═══ Available records

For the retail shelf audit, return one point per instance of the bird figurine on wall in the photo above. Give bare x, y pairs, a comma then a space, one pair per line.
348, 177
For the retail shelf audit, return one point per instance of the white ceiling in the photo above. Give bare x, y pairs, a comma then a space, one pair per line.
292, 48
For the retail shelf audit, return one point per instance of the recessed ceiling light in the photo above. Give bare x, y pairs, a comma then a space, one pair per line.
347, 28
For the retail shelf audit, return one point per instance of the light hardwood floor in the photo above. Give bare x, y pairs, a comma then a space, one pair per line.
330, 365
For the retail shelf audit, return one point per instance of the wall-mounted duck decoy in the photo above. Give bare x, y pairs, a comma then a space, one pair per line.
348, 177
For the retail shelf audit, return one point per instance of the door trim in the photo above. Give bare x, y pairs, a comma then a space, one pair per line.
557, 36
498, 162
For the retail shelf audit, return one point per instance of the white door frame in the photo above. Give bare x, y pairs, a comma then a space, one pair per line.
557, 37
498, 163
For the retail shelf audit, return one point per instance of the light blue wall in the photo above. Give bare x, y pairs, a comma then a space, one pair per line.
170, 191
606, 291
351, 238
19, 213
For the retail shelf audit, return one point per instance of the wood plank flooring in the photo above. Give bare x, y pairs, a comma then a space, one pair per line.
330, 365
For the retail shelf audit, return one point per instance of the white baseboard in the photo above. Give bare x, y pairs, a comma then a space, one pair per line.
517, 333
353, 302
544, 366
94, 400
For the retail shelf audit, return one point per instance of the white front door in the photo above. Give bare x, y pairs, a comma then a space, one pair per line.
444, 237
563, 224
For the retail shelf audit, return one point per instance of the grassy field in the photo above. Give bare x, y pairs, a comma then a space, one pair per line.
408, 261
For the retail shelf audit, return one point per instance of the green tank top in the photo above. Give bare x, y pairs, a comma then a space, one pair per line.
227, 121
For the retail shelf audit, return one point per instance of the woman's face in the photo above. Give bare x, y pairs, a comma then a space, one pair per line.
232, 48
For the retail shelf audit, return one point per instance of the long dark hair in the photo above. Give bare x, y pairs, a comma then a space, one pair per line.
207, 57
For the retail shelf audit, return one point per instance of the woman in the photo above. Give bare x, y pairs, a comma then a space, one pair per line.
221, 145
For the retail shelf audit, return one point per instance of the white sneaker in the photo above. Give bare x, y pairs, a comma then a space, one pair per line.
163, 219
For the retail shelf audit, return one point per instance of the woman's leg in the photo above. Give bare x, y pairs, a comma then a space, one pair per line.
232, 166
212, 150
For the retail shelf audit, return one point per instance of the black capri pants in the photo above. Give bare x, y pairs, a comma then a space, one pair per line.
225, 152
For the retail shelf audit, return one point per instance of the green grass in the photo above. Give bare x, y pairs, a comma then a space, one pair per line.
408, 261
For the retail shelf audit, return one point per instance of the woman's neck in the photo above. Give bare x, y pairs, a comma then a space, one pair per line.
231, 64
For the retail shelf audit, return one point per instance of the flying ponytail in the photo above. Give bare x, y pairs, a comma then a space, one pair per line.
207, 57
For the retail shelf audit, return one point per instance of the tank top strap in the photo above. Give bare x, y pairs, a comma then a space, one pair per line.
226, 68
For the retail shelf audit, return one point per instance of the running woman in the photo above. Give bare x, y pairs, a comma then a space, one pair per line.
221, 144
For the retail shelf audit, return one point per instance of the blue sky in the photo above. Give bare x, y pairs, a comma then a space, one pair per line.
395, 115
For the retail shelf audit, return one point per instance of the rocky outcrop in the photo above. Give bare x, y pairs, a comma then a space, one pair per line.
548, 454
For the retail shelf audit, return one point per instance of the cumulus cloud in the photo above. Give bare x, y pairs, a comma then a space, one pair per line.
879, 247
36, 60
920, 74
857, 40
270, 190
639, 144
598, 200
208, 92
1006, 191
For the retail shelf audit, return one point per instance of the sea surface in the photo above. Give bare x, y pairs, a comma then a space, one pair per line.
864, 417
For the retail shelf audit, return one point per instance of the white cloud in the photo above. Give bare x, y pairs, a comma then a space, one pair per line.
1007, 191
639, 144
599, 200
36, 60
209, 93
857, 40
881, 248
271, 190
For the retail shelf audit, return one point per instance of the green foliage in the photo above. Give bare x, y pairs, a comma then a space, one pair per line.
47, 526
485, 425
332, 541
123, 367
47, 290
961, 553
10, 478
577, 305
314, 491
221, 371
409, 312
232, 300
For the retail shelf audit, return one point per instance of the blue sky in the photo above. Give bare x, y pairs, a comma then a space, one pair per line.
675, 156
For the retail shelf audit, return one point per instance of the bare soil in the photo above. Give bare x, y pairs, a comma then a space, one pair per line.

══════

* What you need to do: Word for word, return all of the records.

* Expected answer:
For the retail shelf audit, return one point per instance of the bird figurine on wall in the photo above. Give bare x, y pairs, a comma then a space, one pair per line.
348, 177
For the retail shelf audit, return one point per instance of the white ceiling in the photo above. Give bare x, y pairs, a comma then a space, one pair per line.
292, 48
For the retail shelf audit, return one point per instance of the recessed ceiling light in the photo above. Give bare x, y pairs, a comma then a space, one pair per line.
347, 28
For the retail shelf audit, return one point per instance of the light hardwood floor in the photo above. Give bare x, y pairs, a comma then a space, one pair per line.
330, 365
For the retail shelf audit, return one point per instance of the wall-mounted duck decoy in the photo above. Give bare x, y pairs, a comma then a space, one pair per line.
348, 177
For the retail shelf audit, return one point per instance of the door trim in the photo above. Give bare x, y pairs, a comma then a space, one pair per line.
557, 36
498, 162
For the retail shelf audit, return one point per instance of the white door frame in the photo above. Give bare x, y pairs, a comma then a space, one pair per line.
557, 37
498, 163
For the retail shelf audit, return one point per instance of the light blue wall in the photo above. Give bare x, y pairs, a comma then a space, one pair per line.
170, 191
606, 291
351, 238
19, 213
For the retail shelf audit, return one point per instance of the wood plank flooring in the photo above. Give bare x, y pairs, a comma then a space, one pair per line.
330, 365
For the retail shelf audit, return one point per instance of the white baseboard in the photo above. Give bare x, y pairs, a comma then a space, one pair per line.
517, 333
353, 302
544, 366
94, 400
For the retail shelf audit, return one point per instance of the white front door in the photo above. Give bare x, y pairs, a comma then a space, one pair per line.
444, 237
563, 224
For the retail shelf audit, return one point per instance of the grassy field in the photo above. Give bare x, y pairs, a comma then a space, one pair per line.
408, 261
For the retail shelf audit, return one point per instance of the green tank top in the photo above. Give bare x, y pairs, a comma then a space, one pair per line.
227, 121
For the retail shelf audit, return one point per instance of the woman's face in the photo above. Give bare x, y pairs, a comma then a space, one pair per line.
232, 48
For the retail shelf audit, return one point per instance of the long dark hair in the photo above. Give bare x, y pairs, a comma then a space, one pair per line.
207, 57
For the retail shelf audit, return one point per instance of the woman in the photo above. Give bare x, y pairs, a comma then a space, one pair per line.
221, 145
For the retail shelf audit, return one point per instance of the white sneaker in the photo above. Give bare x, y pairs, a comma then a space, one pair per line.
163, 219
For the retail shelf audit, return one point per instance of the woman's leg in the photo above. Give bare x, y pairs, a comma then a space, one pair per line.
232, 166
212, 150
For the retail shelf audit, return one point per instance of the black capri pants in the photo above. Give bare x, y pairs, a comma then a space, one pair per line.
225, 152
For the retail shelf audit, return one point per instance of the green grass in the photo above. Give bare x, y pairs, a comma then a space, one pair per line.
408, 261
For the retail shelf audit, return one point per instance of the woman's neck in the photo above. Give bare x, y pairs, a comma then a space, one pair per line.
231, 64
For the retail shelf audit, return one point per instance of the flying ponytail in the photo above. Give bare x, y pairs, a comma then a space, one pair per line.
207, 57
For the retail shelf audit, return one point per instance of the tank top strap in the photo above. Give bare x, y pairs, a comma then a space, one pair per line.
226, 68
For the retail shelf audit, return one point per instance of the running woman in the photo above. Give bare x, y pairs, a comma then a space, one pair per line.
221, 144
For the retail shelf audit, return one point per instance of the blue sky in the photo above. Give bare x, y pairs, a comma then a space, one pair per line.
395, 115
For the retail shelf audit, return one point per instance of the rocky outcrop in the photo above. Give bare x, y pairs, a comma then a space, one pair per line.
548, 454
For the retail shelf audit, return one point per instance of the cumulus cloud in the photo above. Give bare x, y pairs, a comma then a space, one pair per line.
879, 247
36, 60
920, 74
857, 40
270, 190
639, 144
598, 200
208, 92
1006, 191
For the retail shelf audit, return one point per instance of the sea surface in the photo above. Give bare x, y pairs, a comma then a space, one pair per line.
864, 417
For the retail shelf audit, return one point per instance of the white cloud in the photo above. Give bare x, y pairs, a comma then a space, one pair per line.
1007, 191
639, 144
599, 200
36, 60
209, 93
857, 40
881, 248
271, 190
For the retail shelf audit, return one point per instance of the green foliage in the photo above. Give bare x, y pairs, a comma then a space, one pair per line.
47, 526
485, 425
332, 541
123, 367
47, 290
961, 553
10, 478
577, 305
314, 491
221, 371
409, 312
232, 300
For the retail shelf audit, return one point per instance of the blue sky in the photo above. Give bare x, y pairs, a comma then a space, one pair per line.
675, 156
For the retail shelf audit, return one point per instance of the bare soil in the photo above. Give bare x, y pairs, a comma then a space, one pair per line.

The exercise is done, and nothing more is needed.